▶ Stated goal: Gather every line of the records below that contains the string "hair", matching case exactly, and copy each one out.

* begin *

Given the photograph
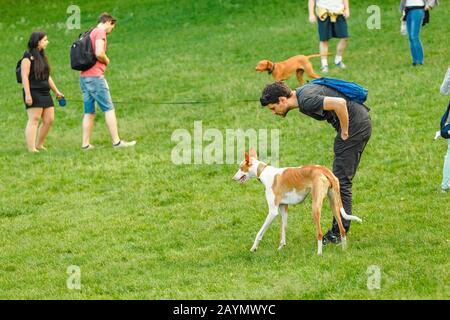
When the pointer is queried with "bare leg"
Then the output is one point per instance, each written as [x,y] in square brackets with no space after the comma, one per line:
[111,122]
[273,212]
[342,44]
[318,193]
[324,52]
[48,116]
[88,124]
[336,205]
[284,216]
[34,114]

* end *
* begin *

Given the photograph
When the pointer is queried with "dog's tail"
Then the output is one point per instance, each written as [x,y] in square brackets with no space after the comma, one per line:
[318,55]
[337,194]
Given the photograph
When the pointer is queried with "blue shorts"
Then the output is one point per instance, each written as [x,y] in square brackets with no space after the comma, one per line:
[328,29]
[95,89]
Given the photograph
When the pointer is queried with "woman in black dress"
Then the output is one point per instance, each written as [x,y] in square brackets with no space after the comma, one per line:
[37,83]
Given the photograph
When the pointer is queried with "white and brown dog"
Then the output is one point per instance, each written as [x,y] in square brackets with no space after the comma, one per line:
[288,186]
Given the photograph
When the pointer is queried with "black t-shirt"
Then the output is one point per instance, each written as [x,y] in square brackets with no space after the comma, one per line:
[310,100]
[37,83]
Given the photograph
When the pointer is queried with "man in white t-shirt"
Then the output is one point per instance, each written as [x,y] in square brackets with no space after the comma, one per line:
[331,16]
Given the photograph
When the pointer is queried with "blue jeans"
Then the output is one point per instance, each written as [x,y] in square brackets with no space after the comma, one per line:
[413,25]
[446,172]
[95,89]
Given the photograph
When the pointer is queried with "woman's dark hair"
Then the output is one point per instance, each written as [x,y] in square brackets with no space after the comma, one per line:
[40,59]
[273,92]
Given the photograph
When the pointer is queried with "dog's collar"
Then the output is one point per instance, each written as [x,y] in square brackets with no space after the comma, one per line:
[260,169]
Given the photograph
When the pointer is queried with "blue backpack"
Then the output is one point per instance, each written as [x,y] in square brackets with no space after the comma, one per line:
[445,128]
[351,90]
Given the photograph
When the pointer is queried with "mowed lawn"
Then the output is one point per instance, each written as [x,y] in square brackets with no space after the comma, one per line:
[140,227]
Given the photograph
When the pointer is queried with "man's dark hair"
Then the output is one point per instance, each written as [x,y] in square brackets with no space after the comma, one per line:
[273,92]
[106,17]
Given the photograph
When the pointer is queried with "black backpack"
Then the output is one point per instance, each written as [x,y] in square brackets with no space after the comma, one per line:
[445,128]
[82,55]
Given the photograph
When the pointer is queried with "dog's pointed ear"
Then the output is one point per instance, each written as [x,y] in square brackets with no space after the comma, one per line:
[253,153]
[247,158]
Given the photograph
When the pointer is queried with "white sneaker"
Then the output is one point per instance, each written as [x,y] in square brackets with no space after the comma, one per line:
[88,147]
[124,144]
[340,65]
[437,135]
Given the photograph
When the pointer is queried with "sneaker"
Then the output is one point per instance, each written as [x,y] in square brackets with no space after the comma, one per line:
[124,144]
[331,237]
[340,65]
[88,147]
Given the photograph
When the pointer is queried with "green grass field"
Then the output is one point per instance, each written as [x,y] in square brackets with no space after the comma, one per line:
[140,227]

* end *
* begin *

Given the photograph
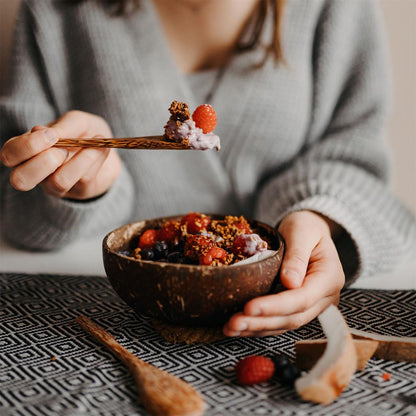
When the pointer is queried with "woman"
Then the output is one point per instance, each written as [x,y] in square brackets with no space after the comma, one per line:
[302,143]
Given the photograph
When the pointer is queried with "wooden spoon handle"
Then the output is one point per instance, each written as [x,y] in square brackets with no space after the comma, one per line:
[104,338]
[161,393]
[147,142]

* end *

▶ Full output:
When the pointer is queried with "woman's dark hair"
When the pointer is queried with "man's dark hair"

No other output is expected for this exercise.